If you think it is useful for you, please star it. HAHA. And you can cite these papers:
"Nie, Dong, et al. "Fully convolutional networks for multi-modality isointense infant brain image segmentation." Biomedical Imaging (ISBI), 2016 IEEE 13th International Symposium on. IEEE, 2016." (this one mainly discusses about early fusion or later fusion)
"Dong Nie, Li Wang, Ehsan Adeli, Cuijing Lao, Weili Lin, Dinggang Shen. 3D Fully Convolutional Networks for Multi-Modal Isointense Infant Brain Image Segmentation, IEEE Transactions on Cybernetics, 2018. (this one mainly provides a transformation module and fusion module to better aggregate the high-resolution features with the highly-semantic features.)"
If you want to do projects with caffe in the server, please first refer to http://on-demand.gputechconf.com/gtc/2015/webinar/deep-learning-course/getting-started-with-caffe.pdf (if you are familiar with caffe, please ignore it). And I will introduce detailed steps for developing deep learning applications in medical image analysis with our server based caffe in the following steps. .........................................................................................................................................................................................................................................................

DATA EXCERPTS
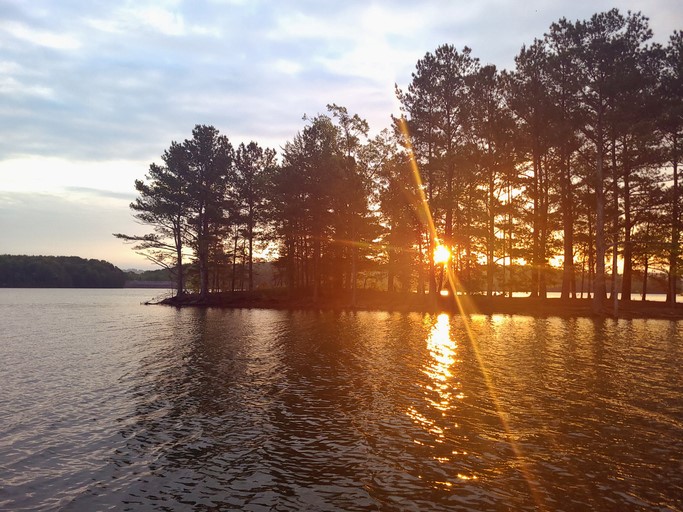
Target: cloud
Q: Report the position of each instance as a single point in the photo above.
(45, 223)
(39, 37)
(98, 193)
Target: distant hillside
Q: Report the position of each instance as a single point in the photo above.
(161, 274)
(58, 272)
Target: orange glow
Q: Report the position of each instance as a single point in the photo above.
(441, 254)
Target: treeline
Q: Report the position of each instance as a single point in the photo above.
(58, 272)
(570, 159)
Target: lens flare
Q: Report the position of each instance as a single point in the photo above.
(441, 254)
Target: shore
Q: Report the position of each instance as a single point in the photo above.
(397, 302)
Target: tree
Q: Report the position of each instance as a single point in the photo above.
(253, 168)
(671, 123)
(210, 159)
(163, 203)
(437, 111)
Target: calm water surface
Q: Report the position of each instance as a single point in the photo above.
(107, 404)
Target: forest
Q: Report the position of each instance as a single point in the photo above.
(58, 272)
(563, 171)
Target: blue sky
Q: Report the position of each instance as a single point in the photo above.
(92, 92)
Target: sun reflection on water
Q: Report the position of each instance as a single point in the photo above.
(441, 393)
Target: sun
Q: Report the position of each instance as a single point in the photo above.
(441, 254)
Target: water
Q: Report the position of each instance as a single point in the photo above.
(107, 404)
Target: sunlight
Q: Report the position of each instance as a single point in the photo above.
(452, 280)
(441, 254)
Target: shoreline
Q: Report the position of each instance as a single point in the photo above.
(413, 303)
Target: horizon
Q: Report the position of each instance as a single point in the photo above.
(75, 146)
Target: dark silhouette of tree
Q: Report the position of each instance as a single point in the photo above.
(529, 98)
(210, 158)
(58, 272)
(438, 113)
(253, 168)
(163, 203)
(671, 125)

LIST OF TASKS
(1) According to the excerpt, what does the 2018 IEEE Transactions on Cybernetics paper mainly provide?
(2) Who are all the authors the excerpt lists for the 2018 paper on 3D fully convolutional networks?

OUTPUTS IN ORDER
(1) A transformation module and a fusion module to better aggregate the high-resolution features with the highly-semantic features.

(2) Dong Nie, Li Wang, Ehsan Adeli, Cuijing Lao, Weili Lin, Dinggang Shen